[Opening Given text section]

From: pinkfreud-ga on 15 Apr 2004 16:09 PDT
 
I'm not sure how much detail you need, but I've found several links
that may be of use:

"Dan Feldman, an assistant professor of biology from the University of
California at San Diego, comments the experiments by Bear and
colleagues 'have proven, quite nicely, that sensory deprivation
induces the form of synaptic weakening called LTD and that the process
actually happens in the visual cortex. Generally, this finding helps
us understand how the brain stores information about experience. And
specifically, for kids who have occluded vision in one eye, we now
understand why that eye's input gets disconnected from the visual
cortex,' Feldman says."

http://www.healthfinder.gov/news/newsstory.asp?docID=514321

(The entire article linked above may be of interest to you.)

"The years between birth and age seven are critical to visual
development in children. Visual sensory deprivation during this time
can lead to blindness in one or both eyes, says Associate Professor of
Ophthalmology Scott Lambert."

http://www.emory.edu/EMORY_MAGAZINE/fall95/health.html

"Cortical plasticity persists after age 20. This is consistent with an
extensive literature documenting instances where sensory deprivation
altered cortical functions in adult animals and humans."

http://jn.physiology.org/cgi/content/full/88/6/3359

If this material is fully satisfactory, I'll be glad to repost it as
the answer to your question.
Subject: Re: Blindness due to sensory deprivation.
From: andrewxmp-ga on 15 Apr 2004 21:29 PDT
 
"Specifically" it occurs in the cortex of the brain, mostly at the
primary visual cortex, but also at "higher" visual areas that process
visual stimuli (V2, V3, V4, area MT, etc)  The neurons that would
generally be processing visual stimuli, if no longer receiving input,
can be "taken over" by other areas to perform other functions.  This
phenomenon is called "cortical plasticity"; it does not happen in the
other areas you mentioned, such as the optic nerve nor retina
(different types of neurons, and no competing neurons to overtake
them, lots of other reasons too)

[Closing Given text section]
[Opening Given data section]

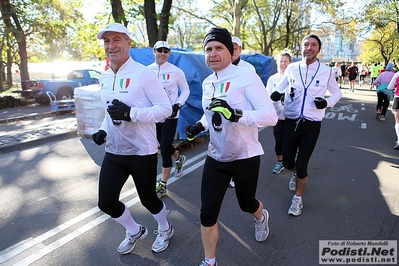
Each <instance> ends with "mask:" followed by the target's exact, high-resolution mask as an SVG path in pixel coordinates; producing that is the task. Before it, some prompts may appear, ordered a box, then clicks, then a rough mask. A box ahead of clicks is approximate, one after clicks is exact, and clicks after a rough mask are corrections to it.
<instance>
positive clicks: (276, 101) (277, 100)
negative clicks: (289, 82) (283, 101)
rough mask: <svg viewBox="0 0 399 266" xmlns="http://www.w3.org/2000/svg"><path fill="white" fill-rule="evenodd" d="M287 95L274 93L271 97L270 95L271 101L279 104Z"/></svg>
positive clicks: (277, 93) (271, 94)
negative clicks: (280, 101) (286, 95)
mask: <svg viewBox="0 0 399 266" xmlns="http://www.w3.org/2000/svg"><path fill="white" fill-rule="evenodd" d="M284 95H285V93H279V92H278V91H274V92H273V93H272V94H271V95H270V99H271V100H272V101H273V102H278V101H280V100H282V99H283V98H284Z"/></svg>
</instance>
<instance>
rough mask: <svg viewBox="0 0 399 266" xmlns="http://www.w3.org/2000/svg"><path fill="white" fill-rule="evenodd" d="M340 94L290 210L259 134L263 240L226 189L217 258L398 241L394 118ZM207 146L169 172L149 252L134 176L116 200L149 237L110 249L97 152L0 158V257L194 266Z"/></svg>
mask: <svg viewBox="0 0 399 266" xmlns="http://www.w3.org/2000/svg"><path fill="white" fill-rule="evenodd" d="M343 92H344V97H343V98H342V100H341V101H340V102H339V103H338V104H337V105H336V106H335V108H333V109H330V108H329V109H328V110H327V113H326V118H325V120H324V121H323V123H322V131H321V135H320V137H319V141H318V144H317V146H316V149H315V152H314V154H313V157H312V158H311V161H310V164H309V181H308V185H307V188H306V191H305V193H304V195H303V203H304V209H303V213H302V215H301V216H299V217H292V216H289V215H287V210H288V207H289V206H290V202H291V198H292V196H293V192H291V191H289V190H288V182H289V178H290V176H291V173H290V172H289V171H287V170H284V171H283V172H282V173H281V174H279V175H274V174H272V173H271V170H272V168H273V165H274V163H275V156H274V149H273V145H274V140H273V135H272V130H271V128H265V129H263V130H262V131H261V132H260V134H259V139H260V141H261V142H262V144H263V147H264V150H265V154H264V155H263V156H262V157H261V169H260V178H259V185H258V192H257V195H258V198H259V199H260V200H262V201H263V203H264V205H265V208H266V209H267V210H268V211H269V213H270V222H269V225H270V235H269V237H268V239H267V240H266V241H265V242H263V243H258V242H256V241H255V239H254V224H253V221H252V217H251V216H250V215H249V214H245V213H243V212H241V211H240V209H239V206H238V204H237V201H236V199H235V194H234V189H229V190H228V191H227V193H226V196H225V200H224V205H223V207H222V211H221V214H220V217H219V218H220V219H219V225H220V227H219V229H220V240H219V244H218V251H217V261H218V265H220V266H238V265H251V266H252V265H299V266H300V265H319V241H320V240H398V239H399V182H398V181H399V152H398V151H397V150H394V149H393V144H394V141H395V138H396V137H395V133H394V128H393V126H394V118H393V115H392V114H391V113H390V111H389V112H388V114H387V120H386V122H380V121H377V120H376V119H375V118H374V115H375V107H374V106H375V101H376V96H375V91H369V90H368V88H367V89H365V90H358V91H355V93H349V92H348V91H347V90H346V89H345V90H343ZM206 146H207V141H205V143H203V144H201V143H199V144H197V145H196V146H195V147H194V148H192V149H187V150H185V151H184V153H185V155H186V156H187V159H188V160H187V162H186V164H185V171H184V174H183V176H182V177H181V178H178V179H177V178H171V179H169V180H170V183H169V186H168V195H169V196H168V197H165V198H163V199H164V202H165V204H166V206H167V208H168V218H169V220H170V222H171V223H172V224H173V226H174V227H175V235H174V236H173V238H172V239H171V242H170V245H169V247H168V249H167V250H165V251H164V252H161V253H157V254H156V253H153V252H151V245H152V243H153V241H154V239H155V235H154V234H152V231H153V230H155V229H156V222H155V220H154V219H153V217H152V216H151V215H150V214H149V213H148V212H147V211H146V210H145V209H144V208H143V207H142V205H141V204H140V203H139V202H138V198H137V193H136V192H135V189H134V185H133V182H132V180H129V181H128V182H127V184H126V186H125V188H124V190H123V193H122V194H121V200H122V201H124V202H125V203H126V204H127V205H128V206H130V210H131V212H132V213H133V214H134V217H135V219H136V221H138V222H139V223H142V224H143V225H145V226H147V228H148V229H149V232H150V233H149V235H148V236H147V237H146V238H145V239H144V240H143V241H141V242H139V243H138V244H137V246H136V247H135V249H134V250H133V252H132V253H131V254H128V255H122V256H121V255H119V254H118V253H117V251H116V248H117V246H118V245H119V243H120V242H121V241H122V240H123V238H124V229H123V228H122V227H121V226H120V225H119V224H117V223H116V222H115V221H113V220H112V219H109V217H108V216H106V215H103V213H101V212H100V211H99V210H98V209H97V207H96V204H97V178H98V173H99V169H100V165H101V160H102V157H103V154H104V147H102V146H101V147H99V146H97V145H95V144H94V143H93V142H92V141H91V140H90V139H87V138H80V137H75V138H71V139H68V140H62V141H55V142H49V143H46V144H43V145H40V146H36V147H33V148H27V149H23V150H20V151H15V152H10V153H6V154H1V155H0V168H1V173H0V181H1V186H0V202H2V204H1V205H0V213H1V219H0V238H1V241H0V264H1V265H37V266H38V265H40V266H42V265H145V266H147V265H148V266H152V265H167V266H172V265H174V266H190V265H198V264H199V263H200V262H201V260H202V259H203V256H204V255H203V249H202V243H201V238H200V222H199V208H200V198H199V197H200V179H201V173H202V166H203V162H204V158H205V154H206V148H207V147H206ZM158 172H159V173H160V167H159V171H158ZM396 254H397V253H396ZM372 265H377V264H376V263H375V264H372Z"/></svg>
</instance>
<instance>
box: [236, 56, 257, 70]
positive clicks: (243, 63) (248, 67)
mask: <svg viewBox="0 0 399 266" xmlns="http://www.w3.org/2000/svg"><path fill="white" fill-rule="evenodd" d="M237 66H238V67H243V68H248V69H251V70H253V71H254V72H256V70H255V67H254V66H253V65H252V64H251V63H248V62H247V61H245V60H242V59H241V58H240V61H239V62H238V64H237Z"/></svg>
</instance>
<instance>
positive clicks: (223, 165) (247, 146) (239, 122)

[Closing Given data section]

◆ Task instructions
Could you write out the part of the thread on blindness from sensory deprivation starting with "If this material" and going on through "other reasons too)"? None of the items is needed here.

◆ Finished task
If this material is fully satisfactory, I'll be glad to repost it as
the answer to your question.
Subject: Re: Blindness due to sensory deprivation.
From: andrewxmp-ga on 15 Apr 2004 21:29 PDT
 
"Specifically" it occurs in the cortex of the brain, mostly at the
primary visual cortex, but also at "higher" visual areas that process
visual stimuli (V2, V3, V4, area MT, etc)  The neurons that would
generally be processing visual stimuli, if no longer receiving input,
can be "taken over" by other areas to perform other functions.  This
phenomenon is called "cortical plasticity"; it does not happen in the
other areas you mentioned, such as the optic nerve nor retina
(different types of neurons, and no competing neurons to overtake
them, lots of other reasons too)